We expect in the docker image of an nginx we’re running - that $remote_addr will be the source IP of a machine that is surfing to this nginx.
Instead, the source IP seems to be an internal IP address related to docker swarm.
We see that 10.255.0.2 when we run docker network inspect ${INGRESS_NETWORK_HASH}
Depending on your setup, there are different ways to approach this.
If there’s a load balancer (or a reverse proxy) in front of this service, you can add standard HTTP headers to pass client info, like X-Real-IP
and X-Forwarded-For
If it’s an option, you can use host
network mode for your containers.
Sometimes it’s an option to add a load balancer in front of the setup - sometimes it complicates the setup significantly.
We’ve tried to add the host
network mode on the nginx container - and it didn’t help:
services:
web:
image: registry.replicated.com/___
restart: always
ports:
- "443:443"
- "80:80"
network_mode: host
...
I would double check that the container is actually running with that mode. This option is ignored in some versions. There is more info here.

STATED PROBLEM A
Could you output, word for word, the part of the text on nginx source IPs under Docker swarm that opens with the words containing "We expect in" and closes with "to approach this."?

EXERCISE INPUTS
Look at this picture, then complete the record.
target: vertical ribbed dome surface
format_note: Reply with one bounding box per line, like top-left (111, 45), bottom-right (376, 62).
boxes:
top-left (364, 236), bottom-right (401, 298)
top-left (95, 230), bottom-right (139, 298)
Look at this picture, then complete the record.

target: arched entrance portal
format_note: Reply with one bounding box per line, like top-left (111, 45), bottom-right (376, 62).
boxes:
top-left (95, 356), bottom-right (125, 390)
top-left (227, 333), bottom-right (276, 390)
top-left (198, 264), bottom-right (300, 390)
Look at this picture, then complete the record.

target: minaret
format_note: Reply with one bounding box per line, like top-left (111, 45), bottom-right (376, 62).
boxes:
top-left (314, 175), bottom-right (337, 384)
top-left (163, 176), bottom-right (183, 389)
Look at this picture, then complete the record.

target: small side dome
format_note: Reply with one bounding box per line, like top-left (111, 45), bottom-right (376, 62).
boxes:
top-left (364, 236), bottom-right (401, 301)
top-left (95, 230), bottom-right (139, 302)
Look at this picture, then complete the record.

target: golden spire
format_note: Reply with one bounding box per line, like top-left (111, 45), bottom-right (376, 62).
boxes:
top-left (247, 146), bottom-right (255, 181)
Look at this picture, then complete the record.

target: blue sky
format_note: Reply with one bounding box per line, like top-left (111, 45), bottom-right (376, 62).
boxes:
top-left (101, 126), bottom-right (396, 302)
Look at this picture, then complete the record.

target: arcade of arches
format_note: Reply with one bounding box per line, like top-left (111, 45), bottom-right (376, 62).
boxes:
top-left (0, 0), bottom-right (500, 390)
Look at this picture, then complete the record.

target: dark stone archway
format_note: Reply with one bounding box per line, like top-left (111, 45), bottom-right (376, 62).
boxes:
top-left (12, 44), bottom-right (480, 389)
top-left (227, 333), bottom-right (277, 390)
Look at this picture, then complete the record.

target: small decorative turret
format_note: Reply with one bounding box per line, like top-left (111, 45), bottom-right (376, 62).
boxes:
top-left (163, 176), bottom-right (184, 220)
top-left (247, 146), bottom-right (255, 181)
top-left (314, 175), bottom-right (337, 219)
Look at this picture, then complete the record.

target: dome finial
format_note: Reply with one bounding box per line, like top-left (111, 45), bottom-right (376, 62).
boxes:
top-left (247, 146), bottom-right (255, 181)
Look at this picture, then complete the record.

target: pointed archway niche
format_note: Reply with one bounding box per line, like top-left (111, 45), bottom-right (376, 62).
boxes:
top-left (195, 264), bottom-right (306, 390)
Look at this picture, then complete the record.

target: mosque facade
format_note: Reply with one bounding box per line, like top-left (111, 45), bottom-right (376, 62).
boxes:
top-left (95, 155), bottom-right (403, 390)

STATED PROBLEM B
How many lines of the records contain the string "dome", with case counting? Reply with the number only.

RESULT A
We expect in the docker image of an nginx we’re running - that $remote_addr will be the source IP of a machine that is surfing to this nginx.
Instead, the source IP seems to be an internal IP address related to docker swarm.
We see that 10.255.0.2 when we run docker network inspect ${INGRESS_NETWORK_HASH}
Depending on your setup, there are different ways to approach this.

RESULT B
3